▸ Texte à lire
03 avril 2022
Incroyable mais vrai ! voici ce que je viens de retrouver en cherchant un autre article !!! https://annemoreau.blogspot.com/2020/08/lelegance-du-herisson-muriel-barbery.html
Quand je dis que je perds la mémoire !
Les pertes de mémoire ont quand même un avantage... si on peut dire : lorsque je lis un livre pour la seconde fois, ayant oublié l'avoir déjà lu, je découvre...
Cette semaine, la découverte qu'on appellera relecture ne m'emballe pas ou plus.
La logorrhée scripturale de cette écrivaine me laisse froide; à la limite, elle m'énerve, raison pour laquelle, je l'avoue, j'ai sauté quelques-uns des chapitres consacrés aux cogitations absurdes de Paloma, 13 ans.
Un exemple parmi de nombreux autres : l'explication d'une tristesse adulte dans un développement que j'ai lu, relu et même plus pour tenter d'en synthétiser la substantifique moelle ... mais j'ai un doute ! Il me semble m'être égarée dans les allées de l'enfer et m'y être engluée...
"Quelle est cette guerre que nous menons, dans l'évidence de notre défaite ? Matin après matin, harassé déjà de toutes les batailles qui viennent, nous reconduisons l'effroi du quotidien, ce couloir sans fin qui, aux heures dernières, vaudra destin d'avoir été si longuement arpenté. Oui, mon ange, voici le quotidien : maussade, vide et submergé de peine. Les allées de l'enfer n'y sont point étrangères; on y verse un jour d'être resté là trop longtemps. D'un couloir aux allées : alors la chute se fait, sans heurt ni surprise. Chaque jour, nous renouons avec la tristesse du couloir et, pas après pas, exécutons le chemin de notre morne damnation."
Mais l'humour qui foisonne dans ces pages, celui-là, je l'apprécie pleinement.
En parlant d'un morceau de poulpe :
"Qu'allons-nous chercher l'éternité dans l'éther d'essences invisibles ? Cette petite chose blanchâtre en est une miette bien tangible."
Maquillage :
"J'ai badigeonné mes lèvres d'1 couche de rouge à lèvre"Carmin profond" acheté il y a 20 ans pour le mariage d'une cousine. La longévité de ces choses ineptes, quand des vies valeureuses périssent chaque jour ne laissera jamais de me confondre."

▸ Consignes à respecter
1. Dans les enregistrements, recopiez à l'identique les lignes à partir de celle qui contient « chair. Keep to one point per instance. », jusqu'à la fin des enregistrements incluse.
2. Rédigez la suite du billet sur la relecture de L'Élégance du hérisson, en reprenant juste après sa dernière phrase.
Le billet ci-dessus et les enregistrements qui suivent n'ont aucun lien entre eux.

[Éléments issus d'un jeu de données]

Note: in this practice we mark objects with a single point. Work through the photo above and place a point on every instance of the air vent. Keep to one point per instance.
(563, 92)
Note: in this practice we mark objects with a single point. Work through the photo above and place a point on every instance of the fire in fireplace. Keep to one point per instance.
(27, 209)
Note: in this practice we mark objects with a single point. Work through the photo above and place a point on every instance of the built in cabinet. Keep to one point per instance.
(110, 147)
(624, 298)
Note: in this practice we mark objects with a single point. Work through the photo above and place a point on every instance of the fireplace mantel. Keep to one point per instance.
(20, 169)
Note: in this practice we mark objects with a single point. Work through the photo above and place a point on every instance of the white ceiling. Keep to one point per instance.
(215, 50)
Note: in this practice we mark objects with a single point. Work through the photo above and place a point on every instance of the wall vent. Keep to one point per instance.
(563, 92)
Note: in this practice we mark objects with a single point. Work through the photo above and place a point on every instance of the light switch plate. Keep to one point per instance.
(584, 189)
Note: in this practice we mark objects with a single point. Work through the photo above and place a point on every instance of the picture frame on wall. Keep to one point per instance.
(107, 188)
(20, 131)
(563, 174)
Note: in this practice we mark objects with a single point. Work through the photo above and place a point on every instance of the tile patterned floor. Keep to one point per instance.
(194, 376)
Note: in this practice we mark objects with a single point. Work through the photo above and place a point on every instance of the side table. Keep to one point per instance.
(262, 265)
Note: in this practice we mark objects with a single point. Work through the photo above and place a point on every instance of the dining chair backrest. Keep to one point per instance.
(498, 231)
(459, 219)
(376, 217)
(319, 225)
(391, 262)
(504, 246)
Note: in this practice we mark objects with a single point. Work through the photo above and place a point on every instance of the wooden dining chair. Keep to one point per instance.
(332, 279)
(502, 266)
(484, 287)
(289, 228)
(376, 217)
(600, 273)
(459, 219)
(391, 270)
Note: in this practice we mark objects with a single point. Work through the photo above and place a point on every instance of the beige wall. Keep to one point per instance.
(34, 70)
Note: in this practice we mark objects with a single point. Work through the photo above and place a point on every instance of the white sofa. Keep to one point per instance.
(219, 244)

▸ Liste des réponses
1.
Note: in this practice we mark objects with a single point. Work through the photo above and place a point on every instance of the wooden dining chair. Keep to one point per instance.
(332, 279)
(502, 266)
(484, 287)
(289, 228)
(376, 217)
(600, 273)
(459, 219)
(391, 270)
Note: in this practice we mark objects with a single point. Work through the photo above and place a point on every instance of the beige wall. Keep to one point per instance.
(34, 70)
Note: in this practice we mark objects with a single point. Work through the photo above and place a point on every instance of the white sofa. Keep to one point per instance.
(219, 244)

2.
Psychanalyse :
"Maman a annoncé hier soir au dîner comme si c'était un motif de faire couler le champagne à flots que cela faisait dix ans pile qu'elle avait commencé son "ânâlyse". Tout le monde sera d'accord pour dire que c'est mer-veil-leux ! Je ne vois que la psychanalyse pour concurrencer le christianisme dans l'amour des souffrances qui durent. Ce que ma mère ne dit pas, c'est que ça fait dix ans aussi qu'elle prend des antidépresseurs."
Alors ce passage, je l'ai vraiment aimé !
"La Civilisation, c'est la violence maîtrisée, la victoire toujours inachevée sur l'agressivité du primate. Car primates nous fûmes, primates nous restons, quelque camélia sur mousse* dont nous apprenions à jouir. C'est là toute la fonction de l'éducation. Qu'est-ce qu'éduquer ? C'est proposer inlassablement des camélias sur mousse comme dérivatifs à la pulsion de l'espèce, parce qu'elle ne cesse jamais et menace continuellement le fragile équilibre de la survie." (*dans un film japonais de Ozu, le camélia symbolise le raffinement et la simplicité de cette fleur d'une grande beauté opposés à la violence du monde)
Quant à cet extrait, j'ai bu du petit lait en le lisant . Tellement bien observé concernant le chien et sa maîtresse snobinarde !
"Le savoureux de l'affaire tient dans le fait qu'il s'obstine à être un chien quand sa maîtresse voudrait en faire un gentleman. Lorsqu'il sort dans la cour, au bout, tout au bout de sa laisse de cuir fauve, il regarde avec convoitise les flaques d'eau boueuse qui paressent là. Sa maîtresse tire-t-elle d'un coup sec sur son joug qu'il abaisse l'arrière-train jusqu'à terre et, sans plus de cérémonie, se lèche les attributs. Athéna, la ridicule whippet des Meurisse, lui fait tirer la langue comme à un satyre lubrique et ahaner par avance, la tête farcie de fantasmes. Ce qui est spécialement drôle chez les cockers, c'est lorsqu'ils sont d'humeur badine, la manière chaloupée dont ils progressent; on dirait que, chevillés sous leurs pattes, des petits ressorts les projettent vers le haut -- mais en douceur, sans cahot. Cela agite aussi les pattes et les oreilles comme le roulis le bateau, et le cocker, petit navire aimable chevauchant la terre ferme, apporte en ces lieux urbains une touche maritime dont je suis friande.
Neptune, enfin, est un gros goinfre prêt à tout pour un vestige de navet ou un croûton de pain rassis. Lorsque sa maîtresse passe devant le local à poubelles, il tire comme un fou en direction dudit, langue pendante et queue déchaînée. Pour Diane Badoise, c'est le désespoir. A cette âme distnguée, il semble que son chien aurait dû être comme les jeunes filles de la bonne société de Savannah, dans le sud confédéré d'avant la guerre, qui ne pouvait trouver mari que si elles feignaient de n'avoir point d'appétit.
Au lieu de cela, Neptune fait son yankee affamé."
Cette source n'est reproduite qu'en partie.